═════ Provided data

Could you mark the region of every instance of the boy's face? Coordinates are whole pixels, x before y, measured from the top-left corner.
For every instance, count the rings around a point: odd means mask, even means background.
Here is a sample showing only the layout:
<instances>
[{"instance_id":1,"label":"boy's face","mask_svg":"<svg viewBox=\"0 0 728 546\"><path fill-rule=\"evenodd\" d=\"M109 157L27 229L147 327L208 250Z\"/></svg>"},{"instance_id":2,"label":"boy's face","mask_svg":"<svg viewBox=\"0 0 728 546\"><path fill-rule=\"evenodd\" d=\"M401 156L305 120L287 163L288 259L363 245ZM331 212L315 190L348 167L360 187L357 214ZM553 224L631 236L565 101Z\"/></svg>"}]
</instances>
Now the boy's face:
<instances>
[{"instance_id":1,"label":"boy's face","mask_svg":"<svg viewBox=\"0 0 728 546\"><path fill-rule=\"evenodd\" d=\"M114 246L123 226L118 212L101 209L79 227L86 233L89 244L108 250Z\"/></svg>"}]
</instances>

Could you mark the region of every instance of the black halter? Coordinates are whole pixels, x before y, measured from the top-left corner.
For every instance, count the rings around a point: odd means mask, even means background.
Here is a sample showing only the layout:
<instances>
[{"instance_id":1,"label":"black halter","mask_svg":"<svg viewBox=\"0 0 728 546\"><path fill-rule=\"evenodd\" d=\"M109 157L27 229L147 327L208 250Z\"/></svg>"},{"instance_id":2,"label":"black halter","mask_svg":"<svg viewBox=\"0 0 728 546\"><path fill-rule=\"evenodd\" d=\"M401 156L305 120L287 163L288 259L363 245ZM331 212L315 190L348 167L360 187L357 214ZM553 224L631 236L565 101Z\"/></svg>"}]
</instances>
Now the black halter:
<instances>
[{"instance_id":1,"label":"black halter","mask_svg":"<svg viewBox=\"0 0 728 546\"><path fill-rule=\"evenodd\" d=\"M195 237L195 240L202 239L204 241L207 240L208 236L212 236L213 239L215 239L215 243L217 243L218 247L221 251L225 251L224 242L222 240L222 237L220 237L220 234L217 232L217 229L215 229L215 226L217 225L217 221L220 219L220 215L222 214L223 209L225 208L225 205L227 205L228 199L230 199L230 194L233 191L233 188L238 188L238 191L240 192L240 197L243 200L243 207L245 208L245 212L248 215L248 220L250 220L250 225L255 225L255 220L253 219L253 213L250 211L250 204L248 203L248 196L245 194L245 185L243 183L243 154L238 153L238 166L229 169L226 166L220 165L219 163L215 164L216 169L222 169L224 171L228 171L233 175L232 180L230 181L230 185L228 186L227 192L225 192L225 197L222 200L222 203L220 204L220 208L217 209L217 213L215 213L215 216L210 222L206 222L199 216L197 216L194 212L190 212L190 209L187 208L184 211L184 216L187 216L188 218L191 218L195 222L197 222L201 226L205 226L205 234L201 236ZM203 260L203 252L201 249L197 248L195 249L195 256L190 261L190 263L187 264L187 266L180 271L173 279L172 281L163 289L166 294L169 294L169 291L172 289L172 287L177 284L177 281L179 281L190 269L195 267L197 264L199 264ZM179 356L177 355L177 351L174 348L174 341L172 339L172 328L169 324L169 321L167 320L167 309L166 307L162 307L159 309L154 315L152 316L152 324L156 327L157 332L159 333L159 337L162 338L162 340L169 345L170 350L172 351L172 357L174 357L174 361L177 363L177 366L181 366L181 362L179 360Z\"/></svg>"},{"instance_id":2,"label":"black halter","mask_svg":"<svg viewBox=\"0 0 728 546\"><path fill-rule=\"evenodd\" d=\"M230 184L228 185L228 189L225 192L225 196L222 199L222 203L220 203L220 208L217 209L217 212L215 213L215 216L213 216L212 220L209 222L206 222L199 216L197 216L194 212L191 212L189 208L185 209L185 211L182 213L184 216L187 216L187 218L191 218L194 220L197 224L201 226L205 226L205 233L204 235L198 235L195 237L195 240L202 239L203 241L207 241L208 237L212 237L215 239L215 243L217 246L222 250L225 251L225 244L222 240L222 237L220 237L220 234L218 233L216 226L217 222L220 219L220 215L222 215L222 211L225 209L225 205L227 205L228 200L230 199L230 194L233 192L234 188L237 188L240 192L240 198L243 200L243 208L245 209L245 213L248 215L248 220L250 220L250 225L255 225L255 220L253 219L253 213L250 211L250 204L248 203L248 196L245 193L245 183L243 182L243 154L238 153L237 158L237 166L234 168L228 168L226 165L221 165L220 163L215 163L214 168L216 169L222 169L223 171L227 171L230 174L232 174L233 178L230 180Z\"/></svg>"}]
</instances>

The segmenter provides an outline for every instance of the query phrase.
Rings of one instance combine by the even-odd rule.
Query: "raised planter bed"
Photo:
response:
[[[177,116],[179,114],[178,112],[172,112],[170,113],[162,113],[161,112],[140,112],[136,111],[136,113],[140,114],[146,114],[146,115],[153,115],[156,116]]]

══════════

● **Required task**
Can you give every line of the records above as a Markdown table with the columns "Row" and "Line", numbering each row and leaving out blank lines?

● **Reply to the exercise**
| Row | Line |
|---|---|
| 1 | Could you mark the region of every instance of the boy's face? Coordinates are whole pixels, x before y, measured from the top-left corner. |
| 2 | For every instance, count the rings around a point: odd means mask, even means background. |
| 3 | Here is a sample showing only the layout: |
| 4 | <instances> |
| 5 | [{"instance_id":1,"label":"boy's face","mask_svg":"<svg viewBox=\"0 0 728 546\"><path fill-rule=\"evenodd\" d=\"M109 157L27 229L147 327L208 250Z\"/></svg>"},{"instance_id":2,"label":"boy's face","mask_svg":"<svg viewBox=\"0 0 728 546\"><path fill-rule=\"evenodd\" d=\"M401 156L305 120L287 163L288 259L363 245ZM331 212L315 190L348 167L360 187L357 214ZM553 224L631 236L565 101Z\"/></svg>"}] |
| 6 | </instances> |
| 7 | Now the boy's face: |
| 8 | <instances> |
| 9 | [{"instance_id":1,"label":"boy's face","mask_svg":"<svg viewBox=\"0 0 728 546\"><path fill-rule=\"evenodd\" d=\"M114 246L123 226L118 212L101 209L79 227L86 233L89 244L108 250Z\"/></svg>"}] |
| 10 | </instances> |
| 11 | Could you mark the region of every instance of the black halter? Coordinates are whole pixels, x before y, measured from the top-left corner. |
| 12 | For every instance, count the rings around a point: odd means mask, even means background. |
| 13 | Here is a sample showing only the layout: |
| 14 | <instances> |
| 15 | [{"instance_id":1,"label":"black halter","mask_svg":"<svg viewBox=\"0 0 728 546\"><path fill-rule=\"evenodd\" d=\"M109 157L27 229L147 327L208 250Z\"/></svg>"},{"instance_id":2,"label":"black halter","mask_svg":"<svg viewBox=\"0 0 728 546\"><path fill-rule=\"evenodd\" d=\"M401 156L305 120L287 163L288 259L363 245ZM331 212L315 190L348 167L360 187L357 214ZM553 224L631 236L565 101Z\"/></svg>"}] |
| 16 | </instances> |
| 17 | Now the black halter: |
| 18 | <instances> |
| 19 | [{"instance_id":1,"label":"black halter","mask_svg":"<svg viewBox=\"0 0 728 546\"><path fill-rule=\"evenodd\" d=\"M195 237L195 240L202 239L204 241L207 240L208 236L212 236L213 239L215 239L215 243L217 243L218 247L221 251L225 251L224 242L222 240L222 237L220 237L220 234L217 232L217 229L215 229L215 226L217 225L217 221L220 219L220 215L222 214L223 209L225 208L225 205L227 205L228 199L230 199L230 194L233 191L233 188L238 188L238 191L240 192L240 197L243 200L243 207L245 208L245 212L248 215L248 220L250 220L250 225L255 225L255 220L253 219L253 213L250 211L250 204L248 203L248 196L245 194L245 185L243 183L243 154L238 153L238 166L229 169L226 166L220 165L219 163L215 164L216 169L222 169L224 171L228 171L233 175L232 180L230 181L230 185L228 186L227 192L225 192L225 197L222 200L222 203L220 204L220 208L217 209L217 213L215 213L215 216L210 222L206 222L199 216L197 216L194 212L190 212L190 209L187 208L184 211L184 216L187 216L188 218L191 218L195 222L197 222L201 226L205 226L205 234L201 236ZM203 260L203 252L201 249L197 248L195 249L195 256L190 261L190 263L187 264L187 266L180 271L173 279L172 281L163 289L166 294L169 294L169 291L172 289L172 287L177 284L177 281L179 281L190 269L195 267L197 264L199 264ZM179 356L177 355L177 351L174 348L174 341L172 339L172 328L169 324L169 321L167 320L167 309L166 307L162 307L159 309L154 315L152 316L152 324L156 327L157 332L159 333L159 337L162 338L162 340L169 345L170 350L172 351L172 357L174 357L174 361L177 363L177 366L181 366L181 362L179 360Z\"/></svg>"},{"instance_id":2,"label":"black halter","mask_svg":"<svg viewBox=\"0 0 728 546\"><path fill-rule=\"evenodd\" d=\"M230 184L228 185L228 189L225 192L225 196L222 199L222 203L220 203L220 208L217 209L217 212L215 213L215 216L213 216L212 220L209 222L206 222L199 216L197 216L194 212L191 212L189 208L185 209L185 211L182 213L184 216L187 216L187 218L191 218L194 220L197 224L201 226L205 226L205 233L204 235L198 235L195 237L195 240L202 239L203 241L207 241L208 237L212 237L215 239L215 243L217 246L222 250L225 251L225 244L222 240L222 237L220 237L220 234L218 233L216 226L217 222L220 219L220 215L222 215L222 211L225 209L225 205L227 205L228 200L230 199L230 194L233 192L234 188L237 188L240 192L240 198L243 200L243 208L245 209L245 213L248 215L248 220L250 220L250 225L255 225L255 220L253 219L253 213L250 211L250 204L248 203L248 196L245 193L245 183L243 182L243 154L238 153L237 158L237 166L234 168L228 168L226 165L221 165L220 163L215 163L214 168L216 169L222 169L223 171L227 171L230 174L232 174L233 178L230 180Z\"/></svg>"}] |
| 20 | </instances> |
| 21 | The segmenter provides an outline for every instance of the query phrase. |
| 22 | Rings of one instance combine by the even-odd rule. |
| 23 | Query: "raised planter bed" |
| 24 | Photo: |
| 25 | response: |
| 26 | [[[177,116],[179,114],[178,112],[172,112],[170,113],[162,113],[161,112],[140,112],[136,111],[136,113],[140,114],[146,114],[146,115],[153,115],[156,116]]] |